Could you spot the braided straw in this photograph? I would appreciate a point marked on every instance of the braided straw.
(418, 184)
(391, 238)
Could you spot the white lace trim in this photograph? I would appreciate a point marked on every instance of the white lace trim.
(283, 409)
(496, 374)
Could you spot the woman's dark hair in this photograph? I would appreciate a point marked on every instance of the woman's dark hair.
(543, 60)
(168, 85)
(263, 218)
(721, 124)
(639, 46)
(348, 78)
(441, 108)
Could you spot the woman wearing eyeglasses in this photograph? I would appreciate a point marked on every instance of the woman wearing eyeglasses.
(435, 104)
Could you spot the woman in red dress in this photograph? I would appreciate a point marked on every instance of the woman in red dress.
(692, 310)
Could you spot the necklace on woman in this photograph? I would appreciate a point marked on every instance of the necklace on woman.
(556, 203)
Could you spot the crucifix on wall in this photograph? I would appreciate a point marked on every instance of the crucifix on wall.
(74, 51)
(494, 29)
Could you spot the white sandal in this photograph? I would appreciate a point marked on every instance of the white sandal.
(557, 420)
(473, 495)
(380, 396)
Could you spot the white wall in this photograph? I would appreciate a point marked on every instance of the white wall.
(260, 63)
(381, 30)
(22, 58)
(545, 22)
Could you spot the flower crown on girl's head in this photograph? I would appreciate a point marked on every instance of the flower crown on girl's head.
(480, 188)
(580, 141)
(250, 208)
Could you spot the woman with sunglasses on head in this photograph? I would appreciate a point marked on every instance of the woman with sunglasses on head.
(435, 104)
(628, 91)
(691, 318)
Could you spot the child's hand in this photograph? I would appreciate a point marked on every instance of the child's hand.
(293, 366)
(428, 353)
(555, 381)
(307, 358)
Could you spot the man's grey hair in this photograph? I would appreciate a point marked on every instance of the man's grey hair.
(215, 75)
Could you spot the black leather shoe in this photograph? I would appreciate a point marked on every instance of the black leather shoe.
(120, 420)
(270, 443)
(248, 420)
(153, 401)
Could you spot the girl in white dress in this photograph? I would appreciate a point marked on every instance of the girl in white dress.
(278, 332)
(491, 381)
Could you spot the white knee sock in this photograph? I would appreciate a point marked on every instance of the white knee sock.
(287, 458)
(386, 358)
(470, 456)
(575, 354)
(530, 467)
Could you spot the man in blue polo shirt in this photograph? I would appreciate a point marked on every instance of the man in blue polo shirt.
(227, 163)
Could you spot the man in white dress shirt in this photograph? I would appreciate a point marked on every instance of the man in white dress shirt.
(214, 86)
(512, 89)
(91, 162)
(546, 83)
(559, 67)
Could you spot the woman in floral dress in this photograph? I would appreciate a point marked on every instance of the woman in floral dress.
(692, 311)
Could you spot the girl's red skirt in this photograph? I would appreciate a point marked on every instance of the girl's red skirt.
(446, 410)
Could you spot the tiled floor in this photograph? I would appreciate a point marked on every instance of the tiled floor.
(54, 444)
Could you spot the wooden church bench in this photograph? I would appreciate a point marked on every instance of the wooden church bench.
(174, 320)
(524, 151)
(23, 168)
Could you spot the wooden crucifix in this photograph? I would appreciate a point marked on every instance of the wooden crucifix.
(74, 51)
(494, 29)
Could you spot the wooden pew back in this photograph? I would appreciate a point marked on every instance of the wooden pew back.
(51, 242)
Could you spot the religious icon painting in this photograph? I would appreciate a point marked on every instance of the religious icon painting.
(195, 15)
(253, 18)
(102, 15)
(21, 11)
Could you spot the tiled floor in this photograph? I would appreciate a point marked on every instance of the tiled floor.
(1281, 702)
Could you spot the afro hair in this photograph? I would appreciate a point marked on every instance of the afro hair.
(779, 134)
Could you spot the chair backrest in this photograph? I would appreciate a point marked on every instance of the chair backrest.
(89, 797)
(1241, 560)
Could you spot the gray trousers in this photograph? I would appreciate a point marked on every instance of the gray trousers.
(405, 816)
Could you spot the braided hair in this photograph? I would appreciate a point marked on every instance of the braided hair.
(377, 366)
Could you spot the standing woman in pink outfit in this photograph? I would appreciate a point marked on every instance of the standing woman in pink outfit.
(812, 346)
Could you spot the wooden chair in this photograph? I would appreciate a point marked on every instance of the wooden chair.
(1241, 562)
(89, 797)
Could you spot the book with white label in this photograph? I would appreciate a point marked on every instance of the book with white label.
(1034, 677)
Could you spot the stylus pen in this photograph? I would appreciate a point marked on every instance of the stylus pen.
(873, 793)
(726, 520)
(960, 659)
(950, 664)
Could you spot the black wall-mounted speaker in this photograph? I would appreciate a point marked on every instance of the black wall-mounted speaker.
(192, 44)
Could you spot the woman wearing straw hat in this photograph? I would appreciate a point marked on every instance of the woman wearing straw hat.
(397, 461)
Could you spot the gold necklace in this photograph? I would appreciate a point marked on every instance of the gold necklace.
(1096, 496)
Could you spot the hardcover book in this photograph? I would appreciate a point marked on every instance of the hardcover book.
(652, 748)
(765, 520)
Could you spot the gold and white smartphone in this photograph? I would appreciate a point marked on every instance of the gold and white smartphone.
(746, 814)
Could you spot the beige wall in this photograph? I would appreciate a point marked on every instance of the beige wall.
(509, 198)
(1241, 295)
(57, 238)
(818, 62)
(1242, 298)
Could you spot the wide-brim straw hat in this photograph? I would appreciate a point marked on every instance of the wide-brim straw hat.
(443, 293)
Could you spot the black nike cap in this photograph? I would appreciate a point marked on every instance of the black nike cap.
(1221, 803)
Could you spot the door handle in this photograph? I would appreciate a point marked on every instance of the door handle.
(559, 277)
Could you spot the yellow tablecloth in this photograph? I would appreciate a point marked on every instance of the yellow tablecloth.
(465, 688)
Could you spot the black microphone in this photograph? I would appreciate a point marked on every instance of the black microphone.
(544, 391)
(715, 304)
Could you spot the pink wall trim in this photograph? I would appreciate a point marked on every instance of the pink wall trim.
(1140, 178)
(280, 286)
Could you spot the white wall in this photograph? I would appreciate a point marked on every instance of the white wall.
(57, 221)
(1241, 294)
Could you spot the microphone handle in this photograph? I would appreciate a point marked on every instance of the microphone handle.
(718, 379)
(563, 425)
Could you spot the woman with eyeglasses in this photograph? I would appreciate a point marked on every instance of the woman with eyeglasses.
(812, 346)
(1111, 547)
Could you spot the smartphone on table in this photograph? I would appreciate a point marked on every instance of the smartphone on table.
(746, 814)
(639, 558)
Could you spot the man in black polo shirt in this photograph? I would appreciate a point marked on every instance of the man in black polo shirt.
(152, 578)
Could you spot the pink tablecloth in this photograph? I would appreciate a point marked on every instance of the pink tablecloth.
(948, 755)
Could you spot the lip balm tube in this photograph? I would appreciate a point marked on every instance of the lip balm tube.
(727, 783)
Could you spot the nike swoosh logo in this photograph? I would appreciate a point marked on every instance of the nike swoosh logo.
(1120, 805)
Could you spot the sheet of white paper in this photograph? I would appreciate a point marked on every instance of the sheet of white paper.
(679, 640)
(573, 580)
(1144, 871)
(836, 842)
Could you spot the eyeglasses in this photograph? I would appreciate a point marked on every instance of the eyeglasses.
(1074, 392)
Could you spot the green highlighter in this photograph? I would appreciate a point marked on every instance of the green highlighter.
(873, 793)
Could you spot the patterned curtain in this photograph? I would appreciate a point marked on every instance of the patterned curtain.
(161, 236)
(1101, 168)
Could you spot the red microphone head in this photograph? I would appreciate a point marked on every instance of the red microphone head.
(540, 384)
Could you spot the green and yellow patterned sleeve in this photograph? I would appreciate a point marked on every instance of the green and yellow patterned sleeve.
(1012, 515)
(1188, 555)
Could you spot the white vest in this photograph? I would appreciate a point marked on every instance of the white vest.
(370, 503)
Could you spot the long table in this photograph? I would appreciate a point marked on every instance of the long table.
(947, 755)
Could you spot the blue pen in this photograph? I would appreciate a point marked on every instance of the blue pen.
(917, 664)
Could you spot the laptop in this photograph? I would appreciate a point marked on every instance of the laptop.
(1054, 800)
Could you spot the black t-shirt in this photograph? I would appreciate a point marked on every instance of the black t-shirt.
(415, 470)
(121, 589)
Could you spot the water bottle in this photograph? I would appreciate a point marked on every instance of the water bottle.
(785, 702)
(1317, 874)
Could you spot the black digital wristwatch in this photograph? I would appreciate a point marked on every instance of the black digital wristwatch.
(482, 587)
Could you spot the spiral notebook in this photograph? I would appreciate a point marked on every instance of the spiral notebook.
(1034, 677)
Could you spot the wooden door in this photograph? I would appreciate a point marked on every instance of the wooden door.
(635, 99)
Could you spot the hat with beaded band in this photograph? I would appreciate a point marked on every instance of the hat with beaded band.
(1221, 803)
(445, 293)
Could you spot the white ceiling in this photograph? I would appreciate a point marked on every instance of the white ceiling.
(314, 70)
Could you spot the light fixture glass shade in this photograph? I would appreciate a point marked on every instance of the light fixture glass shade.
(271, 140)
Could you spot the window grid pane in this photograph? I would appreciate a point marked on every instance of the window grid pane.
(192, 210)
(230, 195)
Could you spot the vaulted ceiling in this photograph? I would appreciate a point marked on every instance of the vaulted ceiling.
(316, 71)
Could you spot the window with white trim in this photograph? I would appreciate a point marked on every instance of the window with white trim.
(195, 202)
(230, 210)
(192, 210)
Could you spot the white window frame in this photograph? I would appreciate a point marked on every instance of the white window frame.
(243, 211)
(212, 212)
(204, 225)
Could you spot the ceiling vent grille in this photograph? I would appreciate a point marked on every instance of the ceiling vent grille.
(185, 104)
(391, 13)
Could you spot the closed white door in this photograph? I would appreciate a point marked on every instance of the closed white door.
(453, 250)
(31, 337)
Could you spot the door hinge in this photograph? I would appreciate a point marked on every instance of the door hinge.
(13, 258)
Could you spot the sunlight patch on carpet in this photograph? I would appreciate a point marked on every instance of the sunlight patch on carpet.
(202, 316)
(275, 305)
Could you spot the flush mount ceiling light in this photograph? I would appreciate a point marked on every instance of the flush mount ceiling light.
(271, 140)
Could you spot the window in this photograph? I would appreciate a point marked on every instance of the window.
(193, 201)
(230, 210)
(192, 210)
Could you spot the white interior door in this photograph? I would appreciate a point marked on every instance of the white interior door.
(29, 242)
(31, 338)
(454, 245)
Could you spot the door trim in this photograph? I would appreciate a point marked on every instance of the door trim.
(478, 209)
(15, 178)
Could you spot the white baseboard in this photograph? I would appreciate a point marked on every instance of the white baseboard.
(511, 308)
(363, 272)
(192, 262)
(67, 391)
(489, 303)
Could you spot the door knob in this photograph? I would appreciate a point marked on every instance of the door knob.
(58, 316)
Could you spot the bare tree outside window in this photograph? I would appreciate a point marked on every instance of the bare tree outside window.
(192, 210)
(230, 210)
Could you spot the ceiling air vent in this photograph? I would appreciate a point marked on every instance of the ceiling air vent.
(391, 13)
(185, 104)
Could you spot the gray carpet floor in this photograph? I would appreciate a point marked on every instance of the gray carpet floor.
#####
INSTRUCTIONS FOR THE TASK:
In the listing above, the line with "Could you spot the white baseboard" starts the part to copy. Copy it through the last line exactly, with nothing else.

TASK SOLUTION:
Could you spot the white baseboard in this photograph? I would appreciate a point marked on every instance of the white baseboard.
(511, 308)
(363, 272)
(192, 262)
(67, 391)
(489, 303)
Could you spot the door knob in this photograph? I would appreciate a point marked on every instance of the door knob.
(58, 316)
Could you spot the bare tree outside window in this photograph? I would appreciate a point marked on every instance of the bare tree outside window.
(192, 210)
(230, 210)
Could you spot the ceiling air vent in this photograph? I would appreciate a point marked on every instance of the ceiling air vent.
(391, 13)
(185, 104)
Could you spot the gray carpet floor in this photograph? I would appreciate a point marked on every instance of the gray carpet floor.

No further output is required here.